Required task 1:
In the Barbara's Not Broken article, how long before Civil War #1 did the writer become part of the comics scene?
Required task 2:
List everything that, according to the Barbara's Not Broken article, DC Comics has decided a character being recognizable matters more than.

Selected text:
— begin —

Friday, August 12, 2011

A Vote For Change - a Barbara's Not Broken Article

For some reason, DC comics has decided that a character being reconizable is more important than the fans who are already invested in the character; more important than character evolution; more important than hope.  DC Comics thinks it is okay to take a wheelchair bound redhead and force her to stand on two legs under the entire premise that she needs to be more reconizable. 

Because in all honest, that is what Barbara represents.  I hope that we as an audience might have some diversity in our comics. 


     For the entire time I've been alive, Barbara has been in a wheelchair.  I assumed that was how it was.  As someone who didn't read comics and wasn't part of the comics scene until three months prior to Civil War #1, I knew there was an Oracle, I just wasn't interested in reading the comics yet.  And lucky me, because the 90's were a terrible time for comics.  So I kept passing up oppertunities, especially at the end of the nineties when the Birds formed.  And really, until this entire issue came up I never read any Oracle books. Now I eat them up quickly, and then slow down knowing now there is a limited number of stories left. But that happens sometimes, I frequently revisit shows knowing that there wasn't a complete story  or knowing that there were only 82 episodes.  As geeks, we learned the hardway if you don't watch something it will be cancelled.  If you don't read a book, it won't stick around.

— end —

Data block:
— begin —

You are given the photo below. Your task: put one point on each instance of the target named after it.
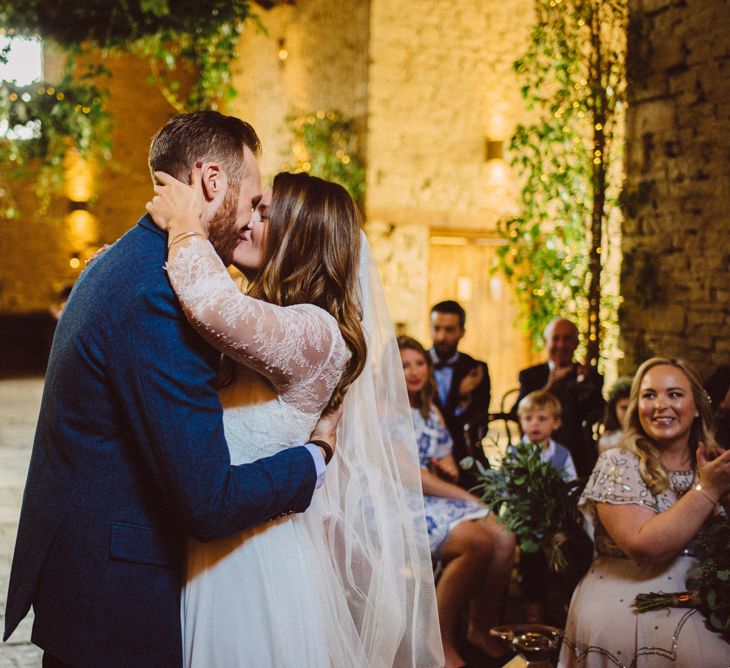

— end —

Correct output 1:
Three months before Civil War #1.

Correct output 2:
- The fans who are already invested in the character
- Character evolution
- Hope